▶ [AIM]:
Can you output the lines below as a Markdown table with the columns "Row" and "Line," numbering each row and leaving out any blank lines?

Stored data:
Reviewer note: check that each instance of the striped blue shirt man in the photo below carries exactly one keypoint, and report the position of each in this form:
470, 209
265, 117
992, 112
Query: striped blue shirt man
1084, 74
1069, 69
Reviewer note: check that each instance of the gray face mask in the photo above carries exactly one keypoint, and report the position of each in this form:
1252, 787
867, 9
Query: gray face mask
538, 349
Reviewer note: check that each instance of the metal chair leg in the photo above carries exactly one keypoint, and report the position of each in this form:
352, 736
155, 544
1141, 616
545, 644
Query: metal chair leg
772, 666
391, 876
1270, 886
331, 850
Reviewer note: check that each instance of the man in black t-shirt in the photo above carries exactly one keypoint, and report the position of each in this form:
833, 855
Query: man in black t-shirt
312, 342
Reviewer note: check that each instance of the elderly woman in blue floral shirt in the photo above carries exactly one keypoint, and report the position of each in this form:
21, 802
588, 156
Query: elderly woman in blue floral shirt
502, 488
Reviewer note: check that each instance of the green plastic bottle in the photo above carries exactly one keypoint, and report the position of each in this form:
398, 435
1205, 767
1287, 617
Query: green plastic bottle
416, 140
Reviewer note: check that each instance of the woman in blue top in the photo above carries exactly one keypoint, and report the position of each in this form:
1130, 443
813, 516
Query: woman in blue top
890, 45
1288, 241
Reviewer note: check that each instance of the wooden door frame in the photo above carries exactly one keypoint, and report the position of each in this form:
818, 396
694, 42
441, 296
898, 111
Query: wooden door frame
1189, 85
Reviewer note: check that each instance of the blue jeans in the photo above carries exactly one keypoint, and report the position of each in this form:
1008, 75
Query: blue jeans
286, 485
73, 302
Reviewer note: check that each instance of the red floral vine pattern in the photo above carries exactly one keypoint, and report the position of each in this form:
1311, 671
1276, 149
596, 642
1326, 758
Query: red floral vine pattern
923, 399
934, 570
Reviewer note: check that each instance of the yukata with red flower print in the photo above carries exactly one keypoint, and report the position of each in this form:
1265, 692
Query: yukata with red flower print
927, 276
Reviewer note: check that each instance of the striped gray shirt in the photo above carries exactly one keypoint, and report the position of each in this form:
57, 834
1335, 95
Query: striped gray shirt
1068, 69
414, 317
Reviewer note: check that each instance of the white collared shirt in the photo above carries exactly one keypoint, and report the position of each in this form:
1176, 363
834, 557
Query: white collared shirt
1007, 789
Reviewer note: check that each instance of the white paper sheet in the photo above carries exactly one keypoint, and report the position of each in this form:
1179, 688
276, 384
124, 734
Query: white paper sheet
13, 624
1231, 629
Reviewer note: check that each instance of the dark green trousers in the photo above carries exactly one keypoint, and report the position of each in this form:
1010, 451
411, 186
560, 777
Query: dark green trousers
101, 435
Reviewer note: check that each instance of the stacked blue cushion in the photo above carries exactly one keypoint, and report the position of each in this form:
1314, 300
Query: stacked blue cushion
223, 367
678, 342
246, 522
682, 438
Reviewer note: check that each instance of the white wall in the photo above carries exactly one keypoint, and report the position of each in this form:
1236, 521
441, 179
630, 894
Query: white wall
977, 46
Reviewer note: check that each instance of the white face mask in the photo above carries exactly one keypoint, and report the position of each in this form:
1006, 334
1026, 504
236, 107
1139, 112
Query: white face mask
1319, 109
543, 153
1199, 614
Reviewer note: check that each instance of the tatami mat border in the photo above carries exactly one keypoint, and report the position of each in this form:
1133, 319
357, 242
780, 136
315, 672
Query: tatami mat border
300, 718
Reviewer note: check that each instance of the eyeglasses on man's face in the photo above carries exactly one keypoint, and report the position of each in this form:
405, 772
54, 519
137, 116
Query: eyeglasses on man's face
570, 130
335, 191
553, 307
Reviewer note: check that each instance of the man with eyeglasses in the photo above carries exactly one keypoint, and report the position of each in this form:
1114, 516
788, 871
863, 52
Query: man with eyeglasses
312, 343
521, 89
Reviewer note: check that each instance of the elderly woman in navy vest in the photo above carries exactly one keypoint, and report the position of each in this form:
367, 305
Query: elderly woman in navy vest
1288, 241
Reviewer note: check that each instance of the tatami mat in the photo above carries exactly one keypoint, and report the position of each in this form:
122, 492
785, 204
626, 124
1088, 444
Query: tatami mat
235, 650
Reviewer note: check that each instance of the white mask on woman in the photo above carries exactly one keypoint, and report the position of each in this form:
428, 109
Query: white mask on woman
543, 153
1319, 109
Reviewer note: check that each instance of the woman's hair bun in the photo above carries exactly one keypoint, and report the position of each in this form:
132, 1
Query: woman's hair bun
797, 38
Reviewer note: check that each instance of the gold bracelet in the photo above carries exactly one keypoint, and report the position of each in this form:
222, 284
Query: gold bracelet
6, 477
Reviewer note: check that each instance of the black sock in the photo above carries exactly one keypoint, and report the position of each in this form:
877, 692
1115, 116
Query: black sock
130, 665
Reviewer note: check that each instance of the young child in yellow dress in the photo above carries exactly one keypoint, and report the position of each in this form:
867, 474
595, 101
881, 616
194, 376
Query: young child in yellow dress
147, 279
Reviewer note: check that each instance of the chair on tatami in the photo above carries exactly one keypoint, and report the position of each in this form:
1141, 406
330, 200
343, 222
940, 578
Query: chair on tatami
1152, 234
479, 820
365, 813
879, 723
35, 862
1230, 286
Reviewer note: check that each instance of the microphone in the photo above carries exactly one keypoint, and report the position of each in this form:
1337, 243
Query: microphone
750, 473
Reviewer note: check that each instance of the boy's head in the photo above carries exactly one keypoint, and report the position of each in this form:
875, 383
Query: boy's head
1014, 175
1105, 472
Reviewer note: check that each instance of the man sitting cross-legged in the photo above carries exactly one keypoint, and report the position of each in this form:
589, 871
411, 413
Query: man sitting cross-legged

▶ [COMPLETE RESPONSE]:
| Row | Line |
|---|---|
| 1 | Reviewer note: check that each instance of the striped blue shirt man in the photo below carries exactly one keypoint, and report the position of each in this form: |
| 2 | 470, 209 |
| 3 | 265, 117 |
| 4 | 992, 112 |
| 5 | Query: striped blue shirt man |
| 6 | 1084, 74 |
| 7 | 1069, 69 |
| 8 | Reviewer note: check that each instance of the gray face mask in the photo above carries exactly one keypoint, and report the position of each in this form: |
| 9 | 1252, 787 |
| 10 | 867, 9 |
| 11 | Query: gray face mask |
| 12 | 538, 349 |
| 13 | Reviewer note: check that each instance of the metal chair leg in the photo above carries exactly one keypoint, and report the position of each in this form: |
| 14 | 352, 736 |
| 15 | 155, 544 |
| 16 | 1141, 616 |
| 17 | 545, 644 |
| 18 | Query: metal chair leg |
| 19 | 772, 666 |
| 20 | 391, 876 |
| 21 | 1270, 886 |
| 22 | 331, 850 |
| 23 | Reviewer note: check that each instance of the man in black t-shirt in the photo above carries exactly one keypoint, and report the position of each in this form: |
| 24 | 833, 855 |
| 25 | Query: man in black t-shirt |
| 26 | 312, 342 |
| 27 | Reviewer note: check that each instance of the elderly woman in blue floral shirt in the photo above carries exactly one keypoint, and report the position of each in this form: |
| 28 | 21, 802 |
| 29 | 588, 156 |
| 30 | Query: elderly woman in blue floral shirt |
| 31 | 502, 488 |
| 32 | Reviewer note: check that each instance of the green plastic bottle in the photo above carries exactly one keypoint, and report the position of each in this form: |
| 33 | 398, 435 |
| 34 | 1205, 767 |
| 35 | 1287, 617 |
| 36 | Query: green plastic bottle |
| 37 | 416, 140 |
| 38 | Reviewer note: check that each instance of the woman in blue top in the photo above carries exactly one keypoint, and report the position of each in this form: |
| 39 | 1130, 443 |
| 40 | 813, 516 |
| 41 | Query: woman in blue top |
| 42 | 890, 45 |
| 43 | 1288, 241 |
| 44 | Reviewer note: check that each instance of the wooden door frame in the photo above carries exactly one keypoint, and report the position of each in this form: |
| 45 | 818, 396 |
| 46 | 694, 42 |
| 47 | 441, 296 |
| 48 | 898, 111 |
| 49 | Query: wooden door frame |
| 50 | 1189, 85 |
| 51 | Reviewer note: check that each instance of the blue jeans in the photo above carries exactly one keypoint, and report the position of each in this form: |
| 52 | 1008, 75 |
| 53 | Query: blue jeans |
| 54 | 286, 485 |
| 55 | 73, 302 |
| 56 | Reviewer note: check that each instance of the red floral vine pattern in the photo above carries exactly one keypoint, and report the position of each in this form: |
| 57 | 1311, 671 |
| 58 | 1276, 149 |
| 59 | 596, 642 |
| 60 | 1326, 758 |
| 61 | Query: red floral vine pattern |
| 62 | 923, 399 |
| 63 | 934, 570 |
| 64 | Reviewer note: check that each instance of the yukata with red flower print in the photo above carries exactly one keypoint, and report the position of each in this form: |
| 65 | 1265, 692 |
| 66 | Query: yukata with red flower print |
| 67 | 927, 276 |
| 68 | Reviewer note: check that each instance of the striped gray shirt in the photo above carries exactly one keypoint, and report the position of each in this form: |
| 69 | 57, 834 |
| 70 | 1335, 95 |
| 71 | Query: striped gray shirt |
| 72 | 1068, 69 |
| 73 | 414, 317 |
| 74 | Reviewer note: check that each instance of the white collared shirt in the photo above carries exactly one keypoint, and report the position of each in this form: |
| 75 | 1176, 363 |
| 76 | 834, 557 |
| 77 | Query: white collared shirt |
| 78 | 1007, 789 |
| 79 | Reviewer note: check that each instance of the white paper sheet in the photo above carries exactly one keypoint, and report the position of each in this form: |
| 80 | 1179, 688 |
| 81 | 276, 384 |
| 82 | 124, 734 |
| 83 | Query: white paper sheet |
| 84 | 13, 624 |
| 85 | 1231, 629 |
| 86 | Reviewer note: check that each instance of the dark green trousers in the photo above carries exactly one keypoint, and report the position of each in this form: |
| 87 | 1010, 451 |
| 88 | 411, 186 |
| 89 | 560, 777 |
| 90 | Query: dark green trousers |
| 91 | 101, 435 |
| 92 | Reviewer note: check that each instance of the stacked blue cushion in the photo above carries exactly one keypoint, and report the position of each in this form: |
| 93 | 1314, 300 |
| 94 | Query: stacked blue cushion |
| 95 | 223, 367 |
| 96 | 678, 342 |
| 97 | 246, 522 |
| 98 | 682, 438 |
| 99 | Reviewer note: check that each instance of the white wall in the photo above carries exactly one keypoint, and report the position of each in this form: |
| 100 | 1236, 521 |
| 101 | 441, 179 |
| 102 | 630, 894 |
| 103 | Query: white wall |
| 104 | 977, 46 |
| 105 | Reviewer note: check that each instance of the white face mask in the photo above carries exactly one keypoint, and report the position of each in this form: |
| 106 | 1006, 334 |
| 107 | 1026, 504 |
| 108 | 236, 107 |
| 109 | 1139, 112 |
| 110 | Query: white face mask |
| 111 | 1319, 109 |
| 112 | 543, 153 |
| 113 | 1199, 614 |
| 114 | Reviewer note: check that each instance of the tatami mat border in the photo above carries exactly one keypoint, and report the position of each in this form: |
| 115 | 1133, 319 |
| 116 | 357, 242 |
| 117 | 780, 136 |
| 118 | 315, 672 |
| 119 | Query: tatami mat border |
| 120 | 300, 718 |
| 121 | Reviewer note: check that each instance of the eyeglasses on man's face in the photo above carries exactly one keypoint, and report the position of each in this form: |
| 122 | 405, 772 |
| 123 | 54, 519 |
| 124 | 137, 116 |
| 125 | Query: eyeglasses on man's face |
| 126 | 570, 130 |
| 127 | 335, 191 |
| 128 | 553, 307 |
| 129 | Reviewer note: check that each instance of the man with eyeglasses in the photo above carries exactly one keypoint, and report the position of each in this form: |
| 130 | 1114, 516 |
| 131 | 788, 871 |
| 132 | 863, 52 |
| 133 | Query: man with eyeglasses |
| 134 | 312, 343 |
| 135 | 521, 89 |
| 136 | Reviewer note: check that each instance of the elderly woman in navy vest in the photo above carries exactly one keypoint, and report the position of each in this form: |
| 137 | 367, 305 |
| 138 | Query: elderly woman in navy vest |
| 139 | 1288, 241 |
| 140 | Reviewer note: check that each instance of the tatami mat in the photo above carries exactly one keypoint, and report the position of each in this form: |
| 141 | 122, 492 |
| 142 | 785, 204 |
| 143 | 626, 124 |
| 144 | 1088, 444 |
| 145 | Query: tatami mat |
| 146 | 235, 650 |
| 147 | Reviewer note: check that each instance of the white mask on woman in the photo above carries exactly one keypoint, and report the position of each in this form: |
| 148 | 428, 109 |
| 149 | Query: white mask on woman |
| 150 | 543, 153 |
| 151 | 1319, 109 |
| 152 | Reviewer note: check that each instance of the woman's hair bun in the photo above carries exactly one keypoint, and report the position of each in this form: |
| 153 | 132, 1 |
| 154 | Query: woman's hair bun |
| 155 | 797, 38 |
| 156 | Reviewer note: check that each instance of the gold bracelet in the photo above carries exactly one keypoint, and report the position of each in this form: |
| 157 | 222, 284 |
| 158 | Query: gold bracelet |
| 159 | 6, 477 |
| 160 | Reviewer note: check that each instance of the black sock in the photo above carries exactly one keypoint, and report the position of each in this form: |
| 161 | 877, 692 |
| 162 | 1115, 116 |
| 163 | Query: black sock |
| 164 | 130, 665 |
| 165 | Reviewer note: check that each instance of the young child in yellow dress in the photo above carries exactly one keypoint, and report the position of each in this form: |
| 166 | 867, 474 |
| 167 | 595, 101 |
| 168 | 881, 616 |
| 169 | 194, 376 |
| 170 | Query: young child in yellow dress |
| 171 | 147, 279 |
| 172 | Reviewer note: check that each instance of the chair on tatami in the photo above carries exactly one keypoint, and report the position of each in this form: |
| 173 | 1141, 406 |
| 174 | 330, 200 |
| 175 | 343, 222 |
| 176 | 940, 578 |
| 177 | Query: chair on tatami |
| 178 | 1152, 234 |
| 179 | 479, 820 |
| 180 | 365, 813 |
| 181 | 879, 723 |
| 182 | 35, 862 |
| 183 | 1230, 286 |
| 184 | Reviewer note: check that each instance of the microphone in the photo above carries exactly one keypoint, and report the position of each in this form: |
| 185 | 1337, 243 |
| 186 | Query: microphone |
| 187 | 750, 473 |
| 188 | Reviewer note: check that each instance of the boy's head in the photo above carries exactly one keypoint, and report the position of each in this form: |
| 189 | 875, 383 |
| 190 | Query: boy's head |
| 191 | 1014, 175 |
| 192 | 1105, 472 |
| 193 | Reviewer note: check that each instance of the man sitting cross-legged in the photo above carries exactly one keypoint, and report the position of each in this form: |
| 194 | 589, 871 |
| 195 | 411, 413 |
| 196 | Query: man sitting cross-legged |